Required tasks:
(1) Condense the paragraph of the pm-prophet description that begins "Pymc3-based universal time series prediction" into two sentences, keeping its main facts.
(2) List every difference from Prophet that the pm-prophet description gives under its "Differences with Prophet" heading.
(3) Proceed with the pm-prophet description, picking up the Peyton Manning code right after the line that adds weekly seasonality.

GAM timeseries modeling with auto-changepoint detection. Inspired by Facebook Prophet and implemented in PyMC3

Overview

pm-prophet

Logo

Pymc3-based universal time series prediction and decomposition library (inspired by Facebook Prophet). However, while Faceook prophet is a well-defined model, pm-prophet allows for total flexibility in the choice of priors and thus is potentially suited for a wider class of estimation problems.

⚠️ Only supports Python 3

Table of Contents

Installing pm-prophet

PM-Prophet installation is straightforward using pip: pip install pmprophet

Note that the key dependency of pm-prophet is PyMc3 a library that depends on Theano.

Key Features

  • Nowcasting & Forecasting
  • Intercept, growth
  • Regressors
  • Holidays
  • Additive & multiplicative seasonality
  • Fitting and plotting
  • Custom choice of priors (not in Facebook's prophet original model)
  • Changepoints in growth
  • Automatic changepoint location detection (not in Facebook's prophet original model)
  • Fitting with NUTS/AVDI/Metropolis

Experimental warning ⚠️

  • Note that automatic changepoint detection is experimental

Differences with Prophet:

  • Saturating growth is not implemented
  • Uncertainty estimation is different
  • All components (including seasonality) need to be explicitly added to the model
  • By design pm-prophet places a big emphasis on posteriors and uncertainty estimates, and therefore it won't use MAP for it's estimates.
  • While Faceook prophet is a well-defined fixed model, pm-prophet allows for total flexibility in the choice of priors and thus is potentially suited for a wider class of estimation problems

Peyton Manning example

Predicting the Peyton Manning timeseries:

import pandas as pd
from pmprophet.model import PMProphet, Sampler

df = pd.read_csv("examples/example_wp_log_peyton_manning.csv")
df = df.head(180)

# Fit both growth and intercept
m = PMProphet(df, growth=True, intercept=True, n_changepoints=25, changepoints_prior_scale=.01, name='model')

# Add monthly seasonality (order: 3)
m.add_seasonality(seasonality=30, fourier_order=3)

# Add weekly seasonality (order: 3)
m.add_seasonality(seasonality=7, fourier_order=3)

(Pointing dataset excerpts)
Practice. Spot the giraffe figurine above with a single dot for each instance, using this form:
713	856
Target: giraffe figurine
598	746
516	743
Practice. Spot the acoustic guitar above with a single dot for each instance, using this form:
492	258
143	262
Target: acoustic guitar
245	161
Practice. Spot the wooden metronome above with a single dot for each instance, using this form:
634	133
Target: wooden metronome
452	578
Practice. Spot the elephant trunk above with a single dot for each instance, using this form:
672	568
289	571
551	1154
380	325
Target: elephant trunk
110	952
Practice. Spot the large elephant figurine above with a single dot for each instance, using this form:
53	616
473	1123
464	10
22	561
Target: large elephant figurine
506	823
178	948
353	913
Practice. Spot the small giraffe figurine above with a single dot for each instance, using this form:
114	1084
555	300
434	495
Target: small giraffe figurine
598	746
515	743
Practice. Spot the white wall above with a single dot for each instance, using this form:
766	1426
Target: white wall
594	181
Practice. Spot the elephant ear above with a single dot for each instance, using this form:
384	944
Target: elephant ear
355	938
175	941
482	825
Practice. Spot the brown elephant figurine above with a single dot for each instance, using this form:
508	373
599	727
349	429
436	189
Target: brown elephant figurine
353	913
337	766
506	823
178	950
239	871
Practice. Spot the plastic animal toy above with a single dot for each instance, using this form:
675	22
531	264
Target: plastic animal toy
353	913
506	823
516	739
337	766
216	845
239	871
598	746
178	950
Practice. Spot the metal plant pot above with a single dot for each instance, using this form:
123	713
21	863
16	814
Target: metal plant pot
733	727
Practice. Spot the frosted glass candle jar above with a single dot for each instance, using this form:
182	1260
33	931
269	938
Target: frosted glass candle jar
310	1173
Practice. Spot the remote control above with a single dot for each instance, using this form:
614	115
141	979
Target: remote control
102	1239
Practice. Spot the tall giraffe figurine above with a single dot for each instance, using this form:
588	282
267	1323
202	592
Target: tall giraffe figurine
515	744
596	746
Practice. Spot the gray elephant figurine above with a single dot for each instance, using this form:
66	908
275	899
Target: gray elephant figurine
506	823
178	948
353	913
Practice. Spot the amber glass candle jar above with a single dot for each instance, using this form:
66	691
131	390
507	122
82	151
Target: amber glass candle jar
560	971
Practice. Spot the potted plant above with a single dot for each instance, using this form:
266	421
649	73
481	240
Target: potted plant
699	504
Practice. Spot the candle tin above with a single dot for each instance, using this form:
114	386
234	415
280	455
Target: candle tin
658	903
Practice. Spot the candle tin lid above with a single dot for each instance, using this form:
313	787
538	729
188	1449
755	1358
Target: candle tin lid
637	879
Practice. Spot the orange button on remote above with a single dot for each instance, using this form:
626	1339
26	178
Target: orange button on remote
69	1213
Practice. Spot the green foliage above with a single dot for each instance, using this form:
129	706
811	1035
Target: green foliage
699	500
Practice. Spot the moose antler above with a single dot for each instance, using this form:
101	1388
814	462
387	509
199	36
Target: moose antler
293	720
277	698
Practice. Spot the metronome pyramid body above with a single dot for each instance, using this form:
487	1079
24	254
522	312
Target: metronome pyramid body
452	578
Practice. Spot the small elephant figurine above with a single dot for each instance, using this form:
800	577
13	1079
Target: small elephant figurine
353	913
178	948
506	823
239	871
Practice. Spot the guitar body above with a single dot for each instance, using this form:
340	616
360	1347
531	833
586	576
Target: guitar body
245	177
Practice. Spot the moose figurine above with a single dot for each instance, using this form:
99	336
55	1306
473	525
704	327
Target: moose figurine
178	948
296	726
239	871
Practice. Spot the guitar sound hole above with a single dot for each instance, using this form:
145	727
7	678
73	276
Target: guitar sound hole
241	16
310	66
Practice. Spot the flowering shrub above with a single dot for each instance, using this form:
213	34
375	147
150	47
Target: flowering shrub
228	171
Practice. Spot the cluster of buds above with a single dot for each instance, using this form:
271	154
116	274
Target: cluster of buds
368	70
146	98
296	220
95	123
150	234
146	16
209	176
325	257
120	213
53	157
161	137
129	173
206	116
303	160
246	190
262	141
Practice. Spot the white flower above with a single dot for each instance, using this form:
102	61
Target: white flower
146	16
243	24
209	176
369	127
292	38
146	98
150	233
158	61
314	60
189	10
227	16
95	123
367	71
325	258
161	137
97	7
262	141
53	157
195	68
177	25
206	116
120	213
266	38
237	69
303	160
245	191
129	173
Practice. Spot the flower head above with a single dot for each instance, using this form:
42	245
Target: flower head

Expected results:
(1) pm-prophet is a PyMC3-based library for universal time series prediction and decomposition, inspired by Facebook Prophet. Whereas Facebook Prophet is a well-defined model, pm-prophet allows total flexibility in the choice of priors, which makes it potentially suited to a wider class of estimation problems.

(2)
- Saturating growth is not implemented.
- Uncertainty estimation is different.
- All components, including seasonality, need to be explicitly added to the model.
- By design, pm-prophet places a big emphasis on posteriors and uncertainty estimates, so it does not use MAP for its estimates.
- Facebook Prophet is a well-defined fixed model, while pm-prophet allows total flexibility in the choice of priors and is therefore potentially suited to a wider class of estimation problems.

(3)
# Fit the model (using NUTS)
m.fit(method=Sampler.NUTS)

ddf = m.predict(60, alpha=0.2, include_history=True, plot=True)
m.plot_components(
    intercept=False,
)

Model Seasonality-7 Seasonality-30 Growth Change Points

Custom Priors

One of the main reason why PMProphet was built is to allow custom priors for the modeling.

The default priors are:

Variable Prior Parameters
regressors Laplace loc:0, scale:2.5
holidays Laplace loc:0, scale:2.5
seasonality Laplace loc:0, scale:0.05
growth Laplace loc:0, scale:10
changepoints Laplace loc:0, scale:2.5
intercept Normal loc:y.mean, scale: 2 * y.std
sigma Half Cauchy tau:10

But you can change model priors by inspecting and modifying the distributions stored in

m.priors

which is a dictionary of {prior: pymc3-distribution}.

In the example below we will model an additive time-series by imposing a "positive coefficients" constraint by using an Exponential distribution instead of a Laplacian distribution for the regressors.

import pandas as pd
import numpy as np
import pymc3 as pm
from pmprophet.model import PMProphet, Sampler

n_timesteps = 100
n_regressors = 20

regressors = np.random.normal(size=(n_timesteps, n_regressors))
coeffs = np.random.exponential(size=n_regressors) + np.random.normal(size=n_regressors)
# Note that min(coeffs) could be negative due to the white noise

regressors_names = [str(i) for i in range(n_regressors)]

df = pd.DataFrame()
df['y'] = np.dot(regressors, coeffs)
df['ds'] = pd.date_range('2017-01-01', periods=n_timesteps)
for idx, regressor in enumerate(regressors_names):
    df[regressor] = regressors[:, idx]

m = PMProphet(df, growth=False, intercept=False, n_changepoints=0, name='model')

with m.model:
    # Remember to suffix _<model-name> to the custom priors
    m.priors['regressors'] = pm.Exponential('regressors_%s' % m.name, 1, shape=n_regressors)

for regressor in regressors_names:
    m.add_regressor(regressor)

m.fit(
    draws=10 ** 4,
    method=Sampler.NUTS,
)
m.plot_components()

Regressors

Automatic changepoint detection ( ⚠️ experimental)

Pm-prophet is equipped with a non-parametric truncated Dirichlet Process allowing it to automatically detect changepoints in the trend.

To enable it simply initialize the model with auto_changepoints=True as follows:

from pmprophet.model import PMProphet, Sampler
import pandas as pd

df = pd.read_csv("examples/example_wp_log_peyton_manning.csv")
df = df.head(180)
m = PMProphet(df, auto_changepoints=True, growth=True, intercept=True, name='model')
m.fit(method=Sampler.METROPOLIS, draws=2000)
m.predict(60, alpha=0.2, include_history=True, plot=True)
m.plot_components(
    intercept=False,
)

Where n_changepoints is interpreted as the truncation point for the Dirichlet Process.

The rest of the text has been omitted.